══ TRECHO DO TEXTO ══

Art. 7º Quando a assistência e salvamento ocorrerem em águas sob jurisdição nacional e existir envolvimento de embarcação brasileira nessa operação, a competência para julgar questões pertinentes ou decorrentes desse salvamento é da responsabilidade de tribunal brasileiro.


Parágrafo único. Toda cláusula que atribuir jurisdição a um tribunal estrangeiro ou toda cláusula compromissória dando competência a um tribunal arbitral sediado no estrangeiro é nula, desde que a embarcação que foi assistida ou salva, seja de nacionalidade brasileira e a assistência e salvamento sejam prestados em águas sob jurisdição brasileira.

Enquanto o art. 88 do Código de Processo Civil prevê as situações gerais que ensejam a competência internacional concorrente da Justiça brasileira, o dispositivo legal em questão estabelece claramente hipótese específica de competência exclusiva da autoridade judiciária nacional.

═══

» INSTRUÇÃO A:
Retorne, sem alterações, a parte do trecho sobre competência jurisdicional em salvamento marítimo que começa em "Parágrafo único. Toda" e termina em "autoridade judiciária nacional.".

══ MATERIAL FORNECIDO ══

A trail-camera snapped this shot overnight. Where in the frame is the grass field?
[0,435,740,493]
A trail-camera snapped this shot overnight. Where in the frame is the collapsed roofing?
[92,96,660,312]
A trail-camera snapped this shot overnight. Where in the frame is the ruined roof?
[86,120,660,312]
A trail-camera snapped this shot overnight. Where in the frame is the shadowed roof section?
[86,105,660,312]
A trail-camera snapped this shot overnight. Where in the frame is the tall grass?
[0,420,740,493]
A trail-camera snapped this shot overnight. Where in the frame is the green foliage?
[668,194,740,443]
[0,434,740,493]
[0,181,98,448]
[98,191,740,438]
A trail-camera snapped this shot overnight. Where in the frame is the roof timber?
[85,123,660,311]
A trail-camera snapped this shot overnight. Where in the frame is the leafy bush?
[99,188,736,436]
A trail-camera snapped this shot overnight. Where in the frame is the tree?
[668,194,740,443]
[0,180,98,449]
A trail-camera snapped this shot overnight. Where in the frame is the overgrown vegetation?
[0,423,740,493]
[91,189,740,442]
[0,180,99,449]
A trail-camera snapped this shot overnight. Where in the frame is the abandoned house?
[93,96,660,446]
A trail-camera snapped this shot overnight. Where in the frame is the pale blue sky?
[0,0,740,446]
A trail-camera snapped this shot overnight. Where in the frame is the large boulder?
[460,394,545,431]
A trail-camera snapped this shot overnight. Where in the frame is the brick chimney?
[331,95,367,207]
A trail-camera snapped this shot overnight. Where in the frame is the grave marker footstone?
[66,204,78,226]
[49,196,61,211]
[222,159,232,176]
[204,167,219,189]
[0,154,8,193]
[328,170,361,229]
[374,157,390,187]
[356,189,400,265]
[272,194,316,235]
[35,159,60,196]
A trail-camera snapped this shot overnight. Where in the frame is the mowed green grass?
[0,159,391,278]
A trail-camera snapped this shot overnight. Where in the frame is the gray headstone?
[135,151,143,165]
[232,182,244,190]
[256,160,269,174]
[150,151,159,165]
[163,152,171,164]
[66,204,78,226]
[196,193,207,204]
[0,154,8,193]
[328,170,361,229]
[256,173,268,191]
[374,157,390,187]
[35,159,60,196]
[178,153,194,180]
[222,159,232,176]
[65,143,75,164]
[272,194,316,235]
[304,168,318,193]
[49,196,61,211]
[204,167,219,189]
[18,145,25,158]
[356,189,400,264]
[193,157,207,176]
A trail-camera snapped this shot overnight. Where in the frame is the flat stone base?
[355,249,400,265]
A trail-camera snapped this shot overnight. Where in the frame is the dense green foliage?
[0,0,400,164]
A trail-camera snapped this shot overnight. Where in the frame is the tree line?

═══

» INSTRUÇÃO B:
Reescreva como uma lista JSON de strings as linhas das entradas que começam na linha que contém "the large boulder?" e terminam no fim das entradas, com ambas as extremidades incluídas. Use uma string por linha e omita as linhas em branco.

» RESPOSTA A:
Parágrafo único. Toda cláusula que atribuir jurisdição a um tribunal estrangeiro ou toda cláusula compromissória dando competência a um tribunal arbitral sediado no estrangeiro é nula, desde que a embarcação que foi assistida ou salva, seja de nacionalidade brasileira e a assistência e salvamento sejam prestados em águas sob jurisdição brasileira.

Enquanto o art. 88 do Código de Processo Civil prevê as situações gerais que ensejam a competência internacional concorrente da Justiça brasileira, o dispositivo legal em questão estabelece claramente hipótese específica de competência exclusiva da autoridade judiciária nacional.

» RESPOSTA B:
[
  "A trail-camera snapped this shot overnight. Where in the frame is the large boulder?",
  "[460,394,545,431]",
  "A trail-camera snapped this shot overnight. Where in the frame is the brick chimney?",
  "[331,95,367,207]",
  "A trail-camera snapped this shot overnight. Where in the frame is the grave marker footstone?",
  "[66,204,78,226]",
  "[49,196,61,211]",
  "[222,159,232,176]",
  "[204,167,219,189]",
  "[0,154,8,193]",
  "[328,170,361,229]",
  "[374,157,390,187]",
  "[356,189,400,265]",
  "[272,194,316,235]",
  "[35,159,60,196]",
  "A trail-camera snapped this shot overnight. Where in the frame is the mowed green grass?",
  "[0,159,391,278]",
  "A trail-camera snapped this shot overnight. Where in the frame is the gray headstone?",
  "[135,151,143,165]",
  "[232,182,244,190]",
  "[256,160,269,174]",
  "[150,151,159,165]",
  "[163,152,171,164]",
  "[66,204,78,226]",
  "[196,193,207,204]",
  "[0,154,8,193]",
  "[328,170,361,229]",
  "[256,173,268,191]",
  "[374,157,390,187]",
  "[35,159,60,196]",
  "[178,153,194,180]",
  "[222,159,232,176]",
  "[65,143,75,164]",
  "[272,194,316,235]",
  "[304,168,318,193]",
  "[49,196,61,211]",
  "[204,167,219,189]",
  "[18,145,25,158]",
  "[356,189,400,264]",
  "[193,157,207,176]",
  "A trail-camera snapped this shot overnight. Where in the frame is the flat stone base?",
  "[355,249,400,265]",
  "A trail-camera snapped this shot overnight. Where in the frame is the dense green foliage?",
  "[0,0,400,164]",
  "A trail-camera snapped this shot overnight. Where in the frame is the tree line?"
]